▶ _GIVEN PROBLEM A_:
Translate this sentence from the obituary of physicist Philip W. Anderson into Spanish: "He was particularly interested in the behavior of electrons within these disordered materials, which include certain kinds of semiconductors."
▶ _GIVEN PROBLEM B_:
From the obituary of Philip W. Anderson, quote everything from "Philip W. Anderson, an" down to "said by email.".
▶ _GIVEN PROBLEM C_:
Write what comes next in the obituary of physicist Philip W. Anderson, picking up after its final sentence.

▶ _EXTRACT_:
::::::::

Philip W. Anderson, an American physicist whose explorations of electronic behavior in solid materials like glass, crystals and alloys led to a Nobel Prize and deepened science’s understanding of magnetism, superconductivity and the structure of matter, died on Sunday in Princeton, N.J. He was 96.
His daughter, Susan Anderson, confirmed the death.
“Anderson was the pre-eminent condensed-matter theorist of his day — a day that lasted for over 50 years — and his fingerprints are everywhere,” Nigel Goldenfeld, a physics professor at the University of Illinois at Urbana-Champaign, said by email.
Condensed-matter, or solid-state, physics focuses on the properties of solids and liquids with high densities of atoms that constantly interact with one another; by contrast, particle physics deals with subatomic particles. Much of Dr. Anderson’s most influential work concentrated on randomly structured, or “disordered,” materials that lack the regular crystalline composition of most matter.
He was particularly interested in the behavior of electrons within these disordered materials, which include certain kinds of semiconductors. In 1958, he published a paper in which he showed how electrons in disordered materials can either move freely or become fixed in a specific position, as if stuck in glue, depending on the degree of disorder. His finding of how electrons behave when trapped, or localized, became known as Anderson localization, and was subsequently extended to the properties of light and sound waves.

::::::::

▶ _STORED RECORDS_:
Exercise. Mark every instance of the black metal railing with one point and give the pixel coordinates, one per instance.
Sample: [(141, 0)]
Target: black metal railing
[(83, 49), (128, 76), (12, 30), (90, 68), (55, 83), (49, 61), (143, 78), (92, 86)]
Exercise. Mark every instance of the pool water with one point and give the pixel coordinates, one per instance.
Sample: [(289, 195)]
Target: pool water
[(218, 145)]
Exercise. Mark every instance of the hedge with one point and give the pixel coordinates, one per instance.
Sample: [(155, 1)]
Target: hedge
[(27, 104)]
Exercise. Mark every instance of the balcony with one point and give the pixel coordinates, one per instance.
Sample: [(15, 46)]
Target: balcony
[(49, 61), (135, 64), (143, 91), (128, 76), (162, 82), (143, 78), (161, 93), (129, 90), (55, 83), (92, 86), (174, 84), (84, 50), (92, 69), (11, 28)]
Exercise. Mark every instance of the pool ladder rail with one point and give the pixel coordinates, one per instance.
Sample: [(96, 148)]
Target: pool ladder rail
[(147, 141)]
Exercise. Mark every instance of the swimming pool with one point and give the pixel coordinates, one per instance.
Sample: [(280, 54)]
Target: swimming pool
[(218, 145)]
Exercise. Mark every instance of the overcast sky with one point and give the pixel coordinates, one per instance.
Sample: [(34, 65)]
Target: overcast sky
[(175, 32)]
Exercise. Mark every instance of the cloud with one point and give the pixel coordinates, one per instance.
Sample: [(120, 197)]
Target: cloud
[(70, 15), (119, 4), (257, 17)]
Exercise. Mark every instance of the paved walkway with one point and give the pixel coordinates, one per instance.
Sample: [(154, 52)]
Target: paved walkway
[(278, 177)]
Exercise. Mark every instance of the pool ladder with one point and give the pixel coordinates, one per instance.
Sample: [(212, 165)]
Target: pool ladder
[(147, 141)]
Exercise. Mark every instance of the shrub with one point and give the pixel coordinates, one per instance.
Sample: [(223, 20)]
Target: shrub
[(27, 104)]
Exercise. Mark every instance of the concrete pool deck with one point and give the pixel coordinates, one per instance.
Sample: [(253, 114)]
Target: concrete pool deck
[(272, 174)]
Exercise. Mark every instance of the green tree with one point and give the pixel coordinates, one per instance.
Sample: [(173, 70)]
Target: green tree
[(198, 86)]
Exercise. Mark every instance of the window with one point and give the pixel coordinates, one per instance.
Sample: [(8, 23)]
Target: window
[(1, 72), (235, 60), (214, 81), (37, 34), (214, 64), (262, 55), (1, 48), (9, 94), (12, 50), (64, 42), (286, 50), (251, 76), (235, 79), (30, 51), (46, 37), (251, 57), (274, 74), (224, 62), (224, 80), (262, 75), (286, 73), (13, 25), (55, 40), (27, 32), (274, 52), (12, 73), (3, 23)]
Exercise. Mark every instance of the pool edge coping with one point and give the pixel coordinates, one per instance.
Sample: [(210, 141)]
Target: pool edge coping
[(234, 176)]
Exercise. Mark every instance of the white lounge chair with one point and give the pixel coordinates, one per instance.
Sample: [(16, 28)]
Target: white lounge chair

::::::::

▶ _WRITTEN REPLY A_:
Le interesaba especialmente el comportamiento de los electrones dentro de estos materiales desordenados, que incluyen ciertos tipos de semiconductores.

▶ _WRITTEN REPLY B_:
Philip W. Anderson, an American physicist whose explorations of electronic behavior in solid materials like glass, crystals and alloys led to a Nobel Prize and deepened science’s understanding of magnetism, superconductivity and the structure of matter, died on Sunday in Princeton, N.J. He was 96.
His daughter, Susan Anderson, confirmed the death.
“Anderson was the pre-eminent condensed-matter theorist of his day — a day that lasted for over 50 years — and his fingerprints are everywhere,” Nigel Goldenfeld, a physics professor at the University of Illinois at Urbana-Champaign, said by email.

▶ _WRITTEN REPLY C_:
“This is foundational physics that completely shook up physics at a time when it was still thought that electrons and waves in general are always de-localized,” Piers Coleman, a physics professor at Rutgers University, said by email, adding that Anderson localization explains, among other things, how light is reflected backward in fog and why disordered metals become insulators.
Dr. Anderson received the 1977 Nobel Prize in Physics, along with Nevill Francis Mott of Britain and the American John Hasbrouck van Vleck, “for their fundamental theoretical investigations of the electronic structure of magnetic and disordered systems,” as the Nobel citation read.
Together with the renowned physicist Sam Edwards at the University of Cambridge, Dr. Anderson also conducted pioneering research into spin glasses, a class of materials whose complex magnetic behavior has provided an analogy for understanding other phenomena.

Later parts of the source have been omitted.